§ **Entries supplied**:
━━━━━━━━

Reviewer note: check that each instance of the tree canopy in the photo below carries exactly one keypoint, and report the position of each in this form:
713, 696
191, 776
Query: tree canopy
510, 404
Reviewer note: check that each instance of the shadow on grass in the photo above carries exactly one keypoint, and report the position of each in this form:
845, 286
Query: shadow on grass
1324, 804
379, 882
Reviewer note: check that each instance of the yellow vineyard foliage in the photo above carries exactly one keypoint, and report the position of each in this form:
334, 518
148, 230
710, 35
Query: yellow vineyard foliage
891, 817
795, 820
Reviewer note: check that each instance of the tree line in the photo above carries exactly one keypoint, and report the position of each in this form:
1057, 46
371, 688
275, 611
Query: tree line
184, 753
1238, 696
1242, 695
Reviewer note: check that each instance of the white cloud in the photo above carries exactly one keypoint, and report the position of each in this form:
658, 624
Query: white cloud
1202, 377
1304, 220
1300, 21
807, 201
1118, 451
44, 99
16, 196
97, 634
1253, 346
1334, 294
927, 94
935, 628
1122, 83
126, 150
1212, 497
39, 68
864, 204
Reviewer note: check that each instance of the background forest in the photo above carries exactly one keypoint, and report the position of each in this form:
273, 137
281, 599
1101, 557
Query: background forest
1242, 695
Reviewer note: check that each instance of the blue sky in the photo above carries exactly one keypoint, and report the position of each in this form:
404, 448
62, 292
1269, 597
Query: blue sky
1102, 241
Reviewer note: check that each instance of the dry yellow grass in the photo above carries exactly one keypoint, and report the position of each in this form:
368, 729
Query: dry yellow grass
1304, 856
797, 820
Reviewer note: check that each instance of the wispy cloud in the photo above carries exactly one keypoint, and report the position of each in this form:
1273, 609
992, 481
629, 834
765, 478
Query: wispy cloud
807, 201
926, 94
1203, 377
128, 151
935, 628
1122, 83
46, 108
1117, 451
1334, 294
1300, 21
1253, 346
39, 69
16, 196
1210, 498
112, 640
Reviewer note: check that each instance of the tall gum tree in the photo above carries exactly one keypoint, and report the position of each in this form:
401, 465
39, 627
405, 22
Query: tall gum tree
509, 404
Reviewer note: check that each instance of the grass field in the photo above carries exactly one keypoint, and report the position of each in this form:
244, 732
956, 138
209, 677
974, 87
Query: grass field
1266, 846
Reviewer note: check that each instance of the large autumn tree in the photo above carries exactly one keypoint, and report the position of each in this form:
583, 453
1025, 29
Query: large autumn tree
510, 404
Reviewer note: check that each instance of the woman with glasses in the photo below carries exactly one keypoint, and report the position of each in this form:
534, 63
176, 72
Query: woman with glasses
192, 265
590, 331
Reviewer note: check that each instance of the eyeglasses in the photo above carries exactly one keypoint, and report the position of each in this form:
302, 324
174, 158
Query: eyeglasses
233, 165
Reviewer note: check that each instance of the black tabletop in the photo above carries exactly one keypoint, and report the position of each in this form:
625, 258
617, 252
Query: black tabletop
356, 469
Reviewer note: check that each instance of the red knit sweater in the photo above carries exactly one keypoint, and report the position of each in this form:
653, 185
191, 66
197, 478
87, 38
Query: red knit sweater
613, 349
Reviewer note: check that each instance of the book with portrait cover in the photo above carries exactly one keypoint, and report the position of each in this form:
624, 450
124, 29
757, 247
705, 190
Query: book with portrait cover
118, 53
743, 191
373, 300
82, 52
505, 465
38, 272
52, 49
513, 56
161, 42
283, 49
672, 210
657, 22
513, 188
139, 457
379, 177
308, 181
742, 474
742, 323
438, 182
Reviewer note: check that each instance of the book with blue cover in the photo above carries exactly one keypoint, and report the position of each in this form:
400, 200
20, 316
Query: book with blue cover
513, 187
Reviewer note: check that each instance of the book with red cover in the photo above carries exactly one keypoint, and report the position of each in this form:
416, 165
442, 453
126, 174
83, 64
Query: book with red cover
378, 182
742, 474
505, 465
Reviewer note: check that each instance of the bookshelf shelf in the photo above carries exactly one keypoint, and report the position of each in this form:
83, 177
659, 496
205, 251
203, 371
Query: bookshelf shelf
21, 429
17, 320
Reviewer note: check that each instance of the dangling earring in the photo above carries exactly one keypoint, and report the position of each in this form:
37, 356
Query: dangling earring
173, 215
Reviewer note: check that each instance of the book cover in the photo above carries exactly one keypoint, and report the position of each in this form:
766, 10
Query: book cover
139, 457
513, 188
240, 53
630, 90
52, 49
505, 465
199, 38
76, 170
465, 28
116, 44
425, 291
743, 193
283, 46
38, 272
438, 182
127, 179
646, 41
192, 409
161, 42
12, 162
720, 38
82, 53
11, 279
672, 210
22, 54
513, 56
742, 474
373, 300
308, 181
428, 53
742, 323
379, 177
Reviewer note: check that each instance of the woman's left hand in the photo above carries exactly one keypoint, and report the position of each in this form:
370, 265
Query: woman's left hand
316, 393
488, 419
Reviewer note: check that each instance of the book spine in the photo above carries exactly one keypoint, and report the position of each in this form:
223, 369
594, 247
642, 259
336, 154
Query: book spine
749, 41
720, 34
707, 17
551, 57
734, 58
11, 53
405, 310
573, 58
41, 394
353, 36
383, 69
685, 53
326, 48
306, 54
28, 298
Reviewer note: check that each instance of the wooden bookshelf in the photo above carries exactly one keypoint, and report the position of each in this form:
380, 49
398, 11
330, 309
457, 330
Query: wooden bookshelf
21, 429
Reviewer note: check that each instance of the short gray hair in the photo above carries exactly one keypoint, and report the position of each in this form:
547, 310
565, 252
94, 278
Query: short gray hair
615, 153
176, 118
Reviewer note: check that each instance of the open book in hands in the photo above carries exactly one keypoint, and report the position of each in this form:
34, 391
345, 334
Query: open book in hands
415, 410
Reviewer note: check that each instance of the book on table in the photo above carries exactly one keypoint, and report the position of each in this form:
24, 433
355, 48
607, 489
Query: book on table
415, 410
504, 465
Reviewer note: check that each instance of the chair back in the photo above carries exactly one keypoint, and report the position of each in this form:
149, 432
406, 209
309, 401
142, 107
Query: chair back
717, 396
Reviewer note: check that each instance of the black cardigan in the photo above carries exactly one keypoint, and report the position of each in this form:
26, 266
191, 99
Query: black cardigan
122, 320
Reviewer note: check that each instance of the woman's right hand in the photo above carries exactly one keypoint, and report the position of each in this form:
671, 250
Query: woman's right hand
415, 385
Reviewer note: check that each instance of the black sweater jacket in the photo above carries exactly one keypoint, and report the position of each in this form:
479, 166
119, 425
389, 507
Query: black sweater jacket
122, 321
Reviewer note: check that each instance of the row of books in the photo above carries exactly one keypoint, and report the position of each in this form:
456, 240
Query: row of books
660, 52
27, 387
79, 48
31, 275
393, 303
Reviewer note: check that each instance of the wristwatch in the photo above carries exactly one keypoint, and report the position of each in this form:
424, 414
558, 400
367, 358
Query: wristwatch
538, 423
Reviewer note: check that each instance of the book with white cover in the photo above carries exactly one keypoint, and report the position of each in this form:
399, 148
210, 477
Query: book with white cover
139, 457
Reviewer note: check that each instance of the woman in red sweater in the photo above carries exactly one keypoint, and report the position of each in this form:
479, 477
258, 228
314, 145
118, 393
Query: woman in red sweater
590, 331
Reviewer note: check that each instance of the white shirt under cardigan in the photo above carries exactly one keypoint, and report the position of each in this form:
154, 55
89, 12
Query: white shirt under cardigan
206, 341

━━━━━━━━

Copy only this span: the line that contains "Reviewer note: check that each instance of the book with white", the last line, and every line between them.

§ **Result of the exercise**:
Reviewer note: check that each instance of the book with white cover in the photo above carries exactly one keypoint, and report the position of each in this form:
399, 148
210, 477
Query: book with white cover
139, 457
Reviewer note: check that each instance of the woman in red sweater in the photo above carries exactly one keypoint, and report the position of each in this form:
479, 477
258, 228
314, 145
118, 393
Query: woman in red sweater
590, 331
Reviewer note: check that each instance of the white shirt under cardigan in the photo above carries exactly one keypoint, and report the position of each in this form:
154, 55
89, 12
Query: white shirt under cardigan
206, 341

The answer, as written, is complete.